::: SOURCE PASSAGE :::

2009 Technogy Innovations Award

 

First Place awarded $5,000.00: 

Team 1810 the Psychotechnia

Applicants were Robert Larson and Arron Robertson.  Award to be split between the 2 winners

    DRIVE TRAIN MOTORS First Robotics drive trains are restricted by the limited variety of motors that are supplied in the kit. Teams have to purchase expensive gearboxes to utilize most motors. Window / seat motors are too low geared to be usable.  Our design overcame this problem by using a window motor with a pulley system mounted on a single plate. This accomplishes the goal while still being efficient with our space, weight and ease of fabrication.

 

Second Place awarded $2,000.00: 

Team 1810  the Psychotechnia

Applicants was Bryant Webb

     CHASSIS INNOVATION USING PVC PIPING Our Robotics team made the decision to use PVC piping in the construction of our chassis. This saved weight and time; we were able to build a 15 lbs chassis in few days of construction. This also introduced some interesting challenges such as how to mount components on a round chassis and how make a chassis strong enough to weather the strain of competition.

 

Team Award, $500.00 for each winning team

Team 1810 the Psychotechnia

$1,000.00 awarded to the team

 

 

Entries: 

Team 1444, The Lightning Lancers

     PLANETARY HARMONIC TRANSMISSION The planetary-harmonic transmission is a bold and innovative design that thrives in today's market.  In a world where everything is being made smaller and more efficient, the planetary-harmonic excels.  With its capability for a small footprint and high gear ratios, the planetary-harmonic transmission combines form and function in a very innovative way.  This quality is especially valuable in robotics (and specifically, FIRST Robotics) where size restrictions are of the utmost importance.

::: EXCERPTED RECORDS :::

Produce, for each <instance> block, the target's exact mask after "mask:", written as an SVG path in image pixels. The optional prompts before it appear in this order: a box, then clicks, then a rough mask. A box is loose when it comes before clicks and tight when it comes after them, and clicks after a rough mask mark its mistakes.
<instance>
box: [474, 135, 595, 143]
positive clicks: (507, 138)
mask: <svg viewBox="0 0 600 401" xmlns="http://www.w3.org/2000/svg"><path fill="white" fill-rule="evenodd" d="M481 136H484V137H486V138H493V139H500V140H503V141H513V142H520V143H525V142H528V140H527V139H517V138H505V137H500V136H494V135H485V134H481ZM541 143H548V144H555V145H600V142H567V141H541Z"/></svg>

:::
::: EXCERPTED RECORDS :::

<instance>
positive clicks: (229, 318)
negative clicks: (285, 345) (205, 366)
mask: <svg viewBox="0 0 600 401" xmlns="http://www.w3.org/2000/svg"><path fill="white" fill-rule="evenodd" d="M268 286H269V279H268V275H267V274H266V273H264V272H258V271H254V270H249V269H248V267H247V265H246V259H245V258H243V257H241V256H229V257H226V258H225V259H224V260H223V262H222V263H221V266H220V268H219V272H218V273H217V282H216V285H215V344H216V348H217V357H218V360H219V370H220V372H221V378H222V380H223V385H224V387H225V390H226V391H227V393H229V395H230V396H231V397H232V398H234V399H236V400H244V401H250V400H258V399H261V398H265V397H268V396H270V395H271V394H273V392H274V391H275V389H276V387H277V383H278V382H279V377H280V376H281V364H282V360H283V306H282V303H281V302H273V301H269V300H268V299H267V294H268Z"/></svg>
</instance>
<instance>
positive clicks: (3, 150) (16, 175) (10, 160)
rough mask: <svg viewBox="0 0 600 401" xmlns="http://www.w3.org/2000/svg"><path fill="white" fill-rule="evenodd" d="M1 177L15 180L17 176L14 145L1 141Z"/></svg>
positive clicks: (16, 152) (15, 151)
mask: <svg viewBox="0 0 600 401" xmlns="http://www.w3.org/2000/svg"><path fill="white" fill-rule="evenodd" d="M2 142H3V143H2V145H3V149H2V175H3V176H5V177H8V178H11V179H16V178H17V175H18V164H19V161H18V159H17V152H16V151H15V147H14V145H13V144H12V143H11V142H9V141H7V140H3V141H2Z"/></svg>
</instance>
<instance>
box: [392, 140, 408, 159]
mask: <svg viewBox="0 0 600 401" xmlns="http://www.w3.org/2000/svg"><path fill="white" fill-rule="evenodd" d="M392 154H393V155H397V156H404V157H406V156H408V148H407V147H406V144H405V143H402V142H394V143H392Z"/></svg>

:::

PARTS OF THE EXERCISE –
1. Name every person the award announcement identifies as an applicant.
2. Collect every line of the records that contains the string "positive", treating case as significant.

EXERCISE RESPONSES –
1. Robert Larson, Arron Robertson, Bryant Webb

2.
positive clicks: (507, 138)
positive clicks: (229, 318)
positive clicks: (3, 150) (16, 175) (10, 160)
positive clicks: (16, 152) (15, 151)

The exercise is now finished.